[Begin MATERIAL FOR THE TASK]

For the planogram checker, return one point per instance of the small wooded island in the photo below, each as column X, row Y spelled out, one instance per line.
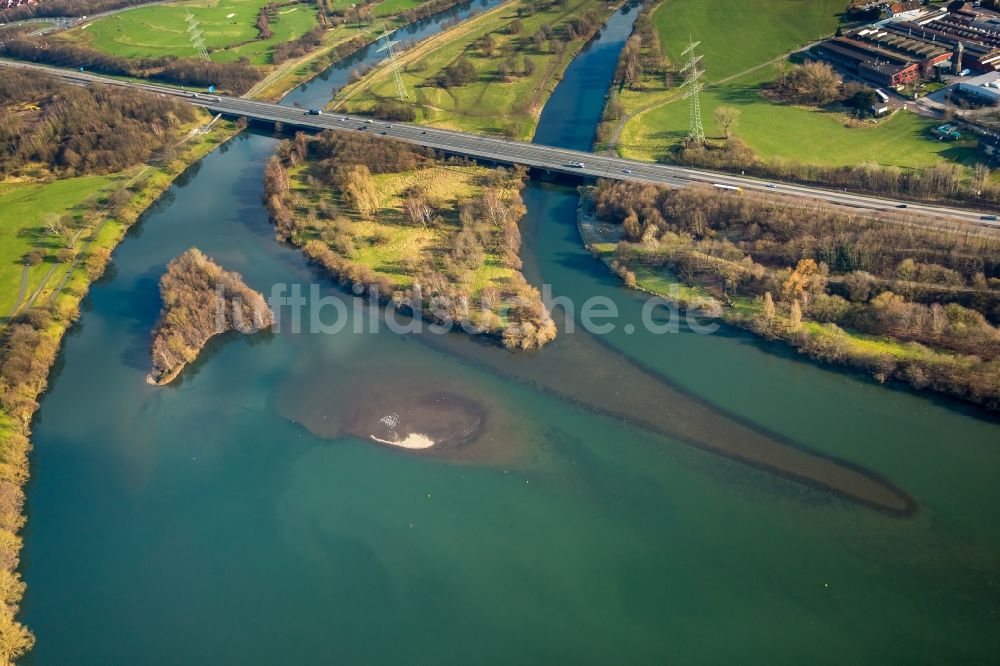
column 200, row 301
column 440, row 238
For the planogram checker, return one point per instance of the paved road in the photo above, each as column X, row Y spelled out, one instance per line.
column 519, row 152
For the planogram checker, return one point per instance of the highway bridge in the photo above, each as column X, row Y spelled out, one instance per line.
column 510, row 151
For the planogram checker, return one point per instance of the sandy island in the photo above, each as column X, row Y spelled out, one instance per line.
column 413, row 440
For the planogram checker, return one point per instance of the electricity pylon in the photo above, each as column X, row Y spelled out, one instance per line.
column 390, row 46
column 692, row 92
column 195, row 36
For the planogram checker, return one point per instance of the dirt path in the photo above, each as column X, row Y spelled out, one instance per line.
column 20, row 294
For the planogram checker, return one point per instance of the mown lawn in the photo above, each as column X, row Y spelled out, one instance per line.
column 229, row 28
column 797, row 134
column 488, row 104
column 738, row 36
column 22, row 227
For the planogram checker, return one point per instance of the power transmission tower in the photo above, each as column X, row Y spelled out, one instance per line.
column 692, row 86
column 195, row 36
column 390, row 46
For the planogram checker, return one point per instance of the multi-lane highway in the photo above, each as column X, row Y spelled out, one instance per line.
column 520, row 152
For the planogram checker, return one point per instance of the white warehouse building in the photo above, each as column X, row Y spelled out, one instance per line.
column 985, row 87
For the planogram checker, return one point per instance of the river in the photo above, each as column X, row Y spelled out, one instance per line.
column 203, row 523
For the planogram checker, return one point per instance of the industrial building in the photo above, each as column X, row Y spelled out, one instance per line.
column 918, row 41
column 879, row 66
column 10, row 4
column 984, row 89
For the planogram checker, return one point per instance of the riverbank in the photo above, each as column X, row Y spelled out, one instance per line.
column 491, row 74
column 57, row 304
column 752, row 131
column 438, row 238
column 642, row 266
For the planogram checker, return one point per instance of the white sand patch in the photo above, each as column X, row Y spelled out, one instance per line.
column 413, row 440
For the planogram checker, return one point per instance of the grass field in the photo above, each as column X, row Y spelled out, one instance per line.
column 742, row 41
column 229, row 28
column 26, row 205
column 738, row 34
column 794, row 133
column 488, row 104
column 22, row 228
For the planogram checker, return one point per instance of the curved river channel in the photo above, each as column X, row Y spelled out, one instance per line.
column 630, row 497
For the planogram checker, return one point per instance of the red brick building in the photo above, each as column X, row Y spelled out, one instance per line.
column 881, row 67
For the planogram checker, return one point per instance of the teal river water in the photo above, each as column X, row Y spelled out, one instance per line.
column 202, row 523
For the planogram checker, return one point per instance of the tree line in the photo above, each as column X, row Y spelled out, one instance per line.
column 77, row 130
column 814, row 276
column 943, row 181
column 232, row 77
column 200, row 301
column 60, row 8
column 440, row 285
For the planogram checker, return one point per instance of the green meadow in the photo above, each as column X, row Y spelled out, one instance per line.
column 799, row 134
column 229, row 28
column 22, row 228
column 742, row 44
column 488, row 104
column 738, row 34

[End MATERIAL FOR THE TASK]

[WHAT TO PRODUCE] Change "planogram checker" to "layout checker" in the lines between the one holding "of the power" and the one holding "column 881, row 67", inclusive. Give back only those lines, with everything else left as it is.

[FINISHED ANSWER]
For the layout checker, return one point per instance of the power transmission tower in the photo above, each as column X, row Y spelled out, one instance per line.
column 692, row 86
column 195, row 36
column 390, row 46
For the layout checker, return one point per instance of the multi-lane highway in the photo above, each as column X, row Y spelled out, one instance per line.
column 520, row 152
For the layout checker, return one point per instance of the white warehouse building in the photo above, each as column X, row Y spelled out, one instance per line.
column 985, row 87
For the layout checker, return one point per instance of the river in the photo above, each as column X, row Y spelled out, one instance per line.
column 203, row 523
For the layout checker, return one point per instance of the industrial building in the photo above, each as column X, row Y spelled out, one instance per line.
column 918, row 41
column 879, row 66
column 10, row 4
column 984, row 89
For the layout checker, return one point per instance of the riverbank in the photo above, each as column X, row Y spelled out, one instance per line.
column 491, row 74
column 57, row 304
column 752, row 131
column 438, row 238
column 642, row 266
For the layout checker, return one point per instance of the white sand patch in the photo above, each as column X, row Y spelled out, one instance per line.
column 413, row 440
For the layout checker, return one point per instance of the grass field in the photo above, each as column X, row Y spelled out, one instance per line.
column 742, row 41
column 229, row 28
column 26, row 205
column 738, row 34
column 794, row 133
column 488, row 104
column 22, row 228
For the layout checker, return one point per instance of the curved river channel in the photo above, each as column X, row Y spelled out, one instance per line.
column 630, row 497
For the layout checker, return one point per instance of the red brick building in the photo above, each as column X, row Y spelled out, one instance per line.
column 881, row 67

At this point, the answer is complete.